#### [Written exercise]
Copy out all of the material below, requests included. Multiply every x and y coordinate in the answers by 2.45 and round each result to a whole number, rounding halves up.

#### [Records shown]
══════════

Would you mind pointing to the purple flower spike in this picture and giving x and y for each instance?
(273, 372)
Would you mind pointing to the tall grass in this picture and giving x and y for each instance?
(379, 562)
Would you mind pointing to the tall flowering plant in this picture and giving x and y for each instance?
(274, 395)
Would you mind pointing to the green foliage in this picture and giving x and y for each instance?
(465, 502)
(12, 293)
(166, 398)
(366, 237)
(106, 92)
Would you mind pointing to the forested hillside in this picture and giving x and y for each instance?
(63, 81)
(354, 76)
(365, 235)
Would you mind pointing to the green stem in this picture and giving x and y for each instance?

══════════

#### [Solution to the problem]
Would you mind pointing to the purple flower spike in this picture and giving x and y for each instance?
(669, 911)
Would you mind pointing to the tall grass in this picture and giving x and y for each instance?
(929, 1377)
Would you mind pointing to the tall flowering plant in this picture and giving x and y for each instance?
(671, 968)
Would you mind pointing to the green foliage in this picture and giving x and y for each instance?
(1139, 1230)
(29, 718)
(407, 975)
(897, 581)
(260, 225)
Would you mind pointing to the forested hillside in this picture and giving x and y for each instance?
(154, 198)
(867, 186)
(894, 576)
Would you mind pointing to the green stem in this picture and giving x and y for each instance?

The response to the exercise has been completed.